Repeat exactly every line that comes at or after the line containing "Quiz master asks: Can you draw a box around the shadow", through the end of the entries below.

*** GIVEN DATA ***

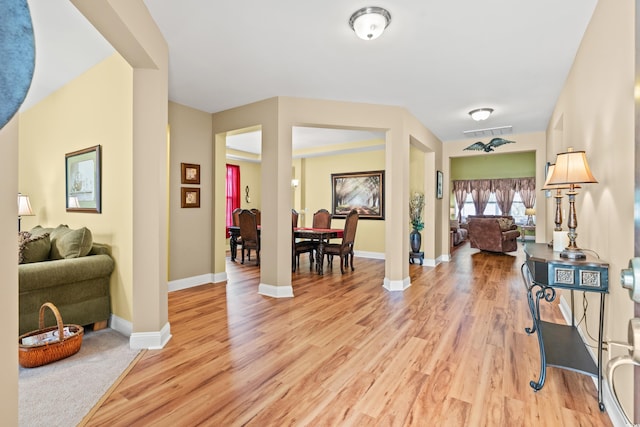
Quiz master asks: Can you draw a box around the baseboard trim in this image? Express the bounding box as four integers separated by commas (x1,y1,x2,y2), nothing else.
558,296,627,427
109,314,132,337
258,283,294,298
354,250,384,259
130,322,172,350
383,276,411,291
424,257,439,267
168,272,227,292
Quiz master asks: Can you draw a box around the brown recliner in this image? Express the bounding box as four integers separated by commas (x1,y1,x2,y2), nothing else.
467,217,520,253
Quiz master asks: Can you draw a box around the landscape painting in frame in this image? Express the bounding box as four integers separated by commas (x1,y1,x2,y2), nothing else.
331,170,384,220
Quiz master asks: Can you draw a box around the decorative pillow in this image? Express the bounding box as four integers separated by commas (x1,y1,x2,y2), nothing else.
18,231,51,264
50,226,93,259
497,217,514,231
29,225,54,237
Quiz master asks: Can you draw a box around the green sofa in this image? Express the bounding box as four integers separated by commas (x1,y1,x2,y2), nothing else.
18,226,115,335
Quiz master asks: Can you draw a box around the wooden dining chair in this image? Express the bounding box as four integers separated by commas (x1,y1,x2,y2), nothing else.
324,209,359,274
291,209,299,228
239,209,260,265
312,209,332,229
232,208,242,227
250,208,261,226
292,224,316,272
230,207,243,260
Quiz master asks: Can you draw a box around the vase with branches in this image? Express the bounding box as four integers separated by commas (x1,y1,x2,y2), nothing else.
409,192,425,253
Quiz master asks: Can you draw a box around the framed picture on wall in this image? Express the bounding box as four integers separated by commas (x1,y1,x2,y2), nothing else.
181,163,200,184
181,187,200,208
65,145,101,213
331,170,384,220
436,170,443,199
544,161,552,198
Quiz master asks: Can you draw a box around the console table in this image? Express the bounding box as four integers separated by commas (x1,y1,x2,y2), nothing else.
521,243,608,411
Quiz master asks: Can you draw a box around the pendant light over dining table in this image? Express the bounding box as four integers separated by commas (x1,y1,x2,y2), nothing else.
349,7,391,40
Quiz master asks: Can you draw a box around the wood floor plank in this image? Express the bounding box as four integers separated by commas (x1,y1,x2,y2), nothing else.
82,243,613,426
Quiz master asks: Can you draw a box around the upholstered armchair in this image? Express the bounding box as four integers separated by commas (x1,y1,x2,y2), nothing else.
467,217,520,253
450,219,468,246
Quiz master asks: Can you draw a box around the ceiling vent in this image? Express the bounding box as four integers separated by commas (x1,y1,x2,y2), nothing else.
463,125,513,138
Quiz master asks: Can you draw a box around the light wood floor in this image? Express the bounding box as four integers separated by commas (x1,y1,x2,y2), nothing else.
84,243,612,426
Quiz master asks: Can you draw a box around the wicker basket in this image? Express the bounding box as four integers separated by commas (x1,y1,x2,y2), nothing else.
18,302,84,368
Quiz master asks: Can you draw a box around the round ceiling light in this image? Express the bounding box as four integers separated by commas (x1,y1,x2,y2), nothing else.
349,7,391,40
469,108,494,121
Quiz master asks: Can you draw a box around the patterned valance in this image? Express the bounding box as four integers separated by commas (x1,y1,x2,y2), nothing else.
452,177,535,194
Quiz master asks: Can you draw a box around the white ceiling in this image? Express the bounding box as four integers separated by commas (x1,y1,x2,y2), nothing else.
22,0,598,152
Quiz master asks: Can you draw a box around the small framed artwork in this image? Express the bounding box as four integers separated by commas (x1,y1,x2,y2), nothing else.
436,170,443,199
66,145,101,213
544,161,552,198
181,187,200,208
181,163,200,184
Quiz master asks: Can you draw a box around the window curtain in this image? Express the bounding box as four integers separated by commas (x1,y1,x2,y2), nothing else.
470,179,492,215
452,180,470,220
226,164,241,236
517,177,536,209
493,178,517,215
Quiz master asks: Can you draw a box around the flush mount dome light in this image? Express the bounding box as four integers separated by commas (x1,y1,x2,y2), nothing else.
349,7,391,40
469,108,494,121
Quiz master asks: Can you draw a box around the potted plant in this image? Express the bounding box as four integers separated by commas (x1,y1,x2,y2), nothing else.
409,192,425,253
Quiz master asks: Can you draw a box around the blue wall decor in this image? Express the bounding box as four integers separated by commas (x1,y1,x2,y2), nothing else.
0,0,35,130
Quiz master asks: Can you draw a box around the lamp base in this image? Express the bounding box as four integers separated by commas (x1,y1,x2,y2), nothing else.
560,247,586,260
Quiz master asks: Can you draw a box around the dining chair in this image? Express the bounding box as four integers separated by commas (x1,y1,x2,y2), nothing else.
292,224,315,272
311,208,333,264
250,208,261,226
291,209,299,228
312,209,331,229
239,209,260,265
324,209,359,274
230,207,243,260
232,208,242,227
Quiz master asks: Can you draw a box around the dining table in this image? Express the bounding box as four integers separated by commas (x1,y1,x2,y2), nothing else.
227,226,343,275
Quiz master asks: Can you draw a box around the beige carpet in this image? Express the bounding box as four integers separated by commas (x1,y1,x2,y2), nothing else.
19,328,140,427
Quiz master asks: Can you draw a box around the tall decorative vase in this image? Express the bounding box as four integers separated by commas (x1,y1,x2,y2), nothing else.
410,229,421,253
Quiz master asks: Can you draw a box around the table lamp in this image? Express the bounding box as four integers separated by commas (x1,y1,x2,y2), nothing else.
542,164,581,232
525,208,536,226
18,193,34,232
546,148,597,259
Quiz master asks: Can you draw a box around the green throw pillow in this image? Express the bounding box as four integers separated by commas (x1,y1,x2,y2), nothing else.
29,225,54,237
18,231,51,264
50,226,93,259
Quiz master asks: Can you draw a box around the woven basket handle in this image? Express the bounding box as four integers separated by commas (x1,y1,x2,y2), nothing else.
38,302,65,342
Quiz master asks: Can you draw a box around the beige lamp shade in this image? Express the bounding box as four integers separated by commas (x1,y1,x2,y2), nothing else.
18,194,34,216
542,164,581,191
547,149,597,186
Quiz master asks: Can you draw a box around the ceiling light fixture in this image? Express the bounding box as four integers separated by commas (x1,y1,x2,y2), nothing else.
349,7,391,40
469,108,494,121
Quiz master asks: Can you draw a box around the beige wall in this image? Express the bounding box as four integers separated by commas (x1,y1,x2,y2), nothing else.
303,148,386,253
548,0,635,417
19,53,134,322
168,102,212,281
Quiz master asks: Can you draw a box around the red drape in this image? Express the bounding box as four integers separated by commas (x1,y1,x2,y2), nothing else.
226,164,240,236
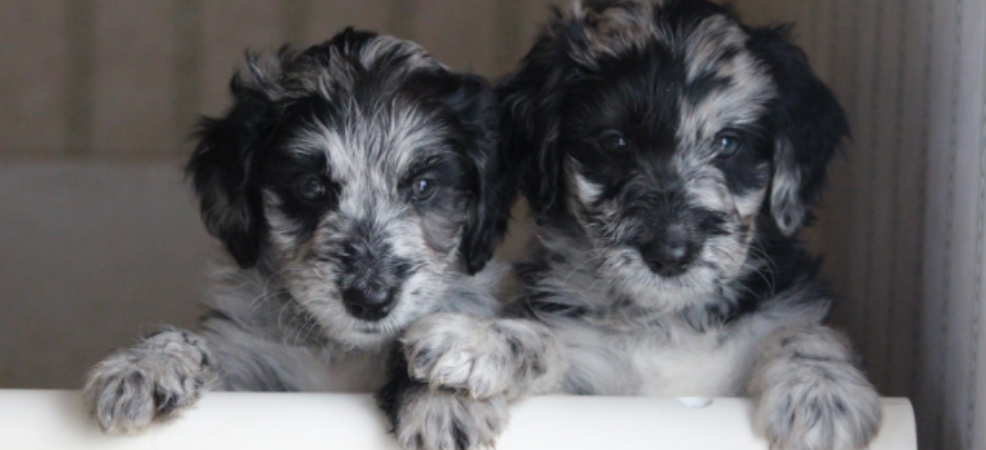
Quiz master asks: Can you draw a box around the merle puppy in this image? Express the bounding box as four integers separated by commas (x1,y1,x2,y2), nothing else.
384,2,882,450
83,28,514,433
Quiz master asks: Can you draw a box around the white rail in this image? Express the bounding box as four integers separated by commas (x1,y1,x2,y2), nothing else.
0,390,915,449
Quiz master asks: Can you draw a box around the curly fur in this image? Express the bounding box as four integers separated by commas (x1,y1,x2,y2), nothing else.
384,2,882,450
82,28,515,434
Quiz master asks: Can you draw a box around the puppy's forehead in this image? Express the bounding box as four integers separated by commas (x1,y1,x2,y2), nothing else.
284,34,442,99
291,101,446,182
357,35,442,73
575,12,774,146
676,15,774,146
282,34,451,181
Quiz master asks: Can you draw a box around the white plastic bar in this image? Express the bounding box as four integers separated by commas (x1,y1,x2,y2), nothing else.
0,390,915,450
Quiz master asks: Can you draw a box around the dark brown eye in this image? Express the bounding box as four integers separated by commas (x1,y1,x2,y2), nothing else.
598,131,629,152
296,175,328,202
411,178,436,203
715,132,744,158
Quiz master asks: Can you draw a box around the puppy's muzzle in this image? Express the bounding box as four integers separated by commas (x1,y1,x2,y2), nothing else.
631,205,725,278
637,233,699,278
342,284,397,322
339,264,409,322
337,224,413,322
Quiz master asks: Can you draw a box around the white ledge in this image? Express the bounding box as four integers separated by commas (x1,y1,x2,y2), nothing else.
0,390,915,450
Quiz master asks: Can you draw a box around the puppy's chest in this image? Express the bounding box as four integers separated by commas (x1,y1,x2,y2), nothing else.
323,351,388,392
623,329,757,397
289,346,388,393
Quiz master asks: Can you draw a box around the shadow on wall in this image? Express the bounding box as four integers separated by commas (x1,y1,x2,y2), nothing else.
0,162,212,388
0,0,555,160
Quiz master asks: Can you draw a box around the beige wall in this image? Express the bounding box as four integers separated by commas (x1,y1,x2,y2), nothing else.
0,162,212,388
4,2,986,449
738,1,986,449
0,0,561,389
0,0,557,160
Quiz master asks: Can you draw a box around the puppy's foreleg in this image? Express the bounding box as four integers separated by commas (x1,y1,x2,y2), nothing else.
402,313,565,400
378,348,509,450
749,325,881,450
83,328,219,433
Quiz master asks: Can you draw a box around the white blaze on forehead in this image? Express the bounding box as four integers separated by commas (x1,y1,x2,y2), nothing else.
289,102,447,220
678,17,775,149
683,16,747,83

*** End of GIVEN DATA ***

RESULT OF THIS EXERCISE:
Quiz master asks: Can you draw a box around the shadow on wall in this image? Express the bounding box as four integers separated by commas (x1,y1,x2,y2), nothing else.
0,162,212,388
0,0,555,160
Quiz master asks: Can you draw a box around the beige wall in this image? Express the bounding box as four integers separated by commas (x1,y1,x2,y2), nothing else.
0,162,212,388
4,2,986,449
738,1,986,449
0,0,561,389
0,0,557,160
Quiz master asks: Can you draw a box around the puppy's foreleg in this image? Express the bounding box as four integers separated by commas (x1,y1,x2,y2), nothing else.
402,313,565,400
378,348,509,450
749,325,881,450
83,328,219,433
Quiz master asks: Can you draw a box around the white blaze on forehead in this image? Express the bounding box as four integers separated by commas (x1,y1,x2,y2), nothing else.
289,102,447,220
678,17,775,149
683,16,747,83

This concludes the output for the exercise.